» What you will do: An exact retyping of every record is required.

☆ ☆ ☆ ☆

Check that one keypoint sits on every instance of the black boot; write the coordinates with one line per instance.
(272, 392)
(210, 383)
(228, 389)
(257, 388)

☆ ☆ ☆ ☆

» Your response:
Check that one keypoint sits on every instance of the black boot; write the coordinates with one line per instance.
(272, 392)
(210, 383)
(228, 389)
(257, 388)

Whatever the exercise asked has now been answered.